Can you repeat every one of the entries below word for word, changing nothing?

◆ **EXTRACTED INFORMATION**:
╭──

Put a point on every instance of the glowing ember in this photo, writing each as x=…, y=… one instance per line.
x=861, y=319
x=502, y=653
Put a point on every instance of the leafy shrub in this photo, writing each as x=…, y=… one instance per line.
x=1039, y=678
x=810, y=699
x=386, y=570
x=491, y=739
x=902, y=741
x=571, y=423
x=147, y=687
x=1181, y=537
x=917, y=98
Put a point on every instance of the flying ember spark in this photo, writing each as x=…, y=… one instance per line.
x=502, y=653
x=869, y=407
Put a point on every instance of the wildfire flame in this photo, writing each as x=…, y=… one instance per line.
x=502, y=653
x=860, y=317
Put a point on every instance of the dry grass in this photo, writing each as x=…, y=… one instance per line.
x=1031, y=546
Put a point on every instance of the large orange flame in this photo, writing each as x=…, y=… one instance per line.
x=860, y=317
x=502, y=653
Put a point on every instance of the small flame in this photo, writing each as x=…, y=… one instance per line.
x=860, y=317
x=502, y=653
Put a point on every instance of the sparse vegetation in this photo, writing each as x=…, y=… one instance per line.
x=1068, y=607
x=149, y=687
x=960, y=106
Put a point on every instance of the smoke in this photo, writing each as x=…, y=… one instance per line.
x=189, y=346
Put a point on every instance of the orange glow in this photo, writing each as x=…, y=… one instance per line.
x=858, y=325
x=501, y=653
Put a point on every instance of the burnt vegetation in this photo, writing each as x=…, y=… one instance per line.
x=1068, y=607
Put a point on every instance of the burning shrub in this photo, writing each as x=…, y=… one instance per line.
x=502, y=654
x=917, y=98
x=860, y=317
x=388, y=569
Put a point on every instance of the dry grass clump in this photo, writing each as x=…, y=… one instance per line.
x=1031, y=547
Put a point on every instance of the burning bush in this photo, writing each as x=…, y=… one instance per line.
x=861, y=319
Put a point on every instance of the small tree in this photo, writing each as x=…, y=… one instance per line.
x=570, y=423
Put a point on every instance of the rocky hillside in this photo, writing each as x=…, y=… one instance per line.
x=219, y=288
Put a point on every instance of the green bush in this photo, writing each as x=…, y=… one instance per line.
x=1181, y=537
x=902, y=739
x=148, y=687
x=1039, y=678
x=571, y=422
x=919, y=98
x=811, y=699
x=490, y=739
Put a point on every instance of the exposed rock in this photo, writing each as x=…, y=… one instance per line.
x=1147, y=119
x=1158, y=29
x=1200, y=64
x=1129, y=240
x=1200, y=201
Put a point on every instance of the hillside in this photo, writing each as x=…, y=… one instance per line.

╰──

◆ **RESPONSE BELOW**:
Put a point on every instance of the glowing ember in this photo, writing each as x=…, y=… one instance per line.
x=861, y=319
x=502, y=653
Put a point on every instance of the leafy shrub in this photo, writing each as x=…, y=… one instance per line.
x=1039, y=678
x=810, y=699
x=386, y=570
x=491, y=739
x=902, y=741
x=571, y=423
x=147, y=687
x=1181, y=537
x=917, y=98
Put a point on every instance of the flying ember spark in this photo, writing each as x=…, y=… one instance per line.
x=502, y=653
x=869, y=407
Put a point on every instance of the wildfire flame in this photo, writing each as x=…, y=… one instance per line.
x=502, y=653
x=860, y=317
Put a point on every instance of the dry grass in this photo, writing each as x=…, y=… one instance per line.
x=1031, y=546
Put a point on every instance of the large orange flame in this photo, writing each as x=…, y=… one instance per line.
x=860, y=317
x=502, y=653
Put a point on every instance of the small flame in this photo, writing each as x=…, y=… one instance per line.
x=860, y=317
x=502, y=653
Put a point on every instance of the sparse vegetation in this photo, writing each as x=…, y=… one instance per line.
x=1068, y=607
x=149, y=687
x=960, y=106
Put a point on every instance of the smoke in this photo, writing each as x=…, y=… one instance per line.
x=189, y=346
Put a point on every instance of the orange glow in this photo, writing each as x=…, y=… one instance per line.
x=858, y=325
x=501, y=653
Put a point on every instance of the burnt vegetation in this photo, writing each as x=…, y=… one instance per line.
x=1068, y=607
Put a point on every instance of the burning shrub in this photo, writing each as x=…, y=… one instance per line.
x=502, y=654
x=917, y=98
x=860, y=317
x=388, y=569
Put a point on every instance of the dry grass clump in this photo, writing each as x=…, y=… one instance per line.
x=1031, y=547
Put a point on every instance of the burning bush in this photo, writing each as x=…, y=… one instance per line.
x=861, y=319
Put a point on every instance of the small tree in this photo, writing each as x=…, y=… one instance per line.
x=570, y=423
Put a point on every instance of the rocky hillside in this photo, writing each as x=…, y=… one instance per line.
x=219, y=288
Put a point on every instance of the green bush in this photo, writing each as x=…, y=… one instance per line.
x=1181, y=537
x=902, y=739
x=148, y=687
x=1039, y=678
x=571, y=422
x=919, y=98
x=811, y=699
x=490, y=739
Put a point on every instance of the exposed rock in this photo, writing each as x=…, y=… one instance per line.
x=1147, y=119
x=1158, y=29
x=1200, y=64
x=1129, y=240
x=1200, y=201
Put a point on every instance of the hillside in this photo, writing each as x=…, y=… one instance per line.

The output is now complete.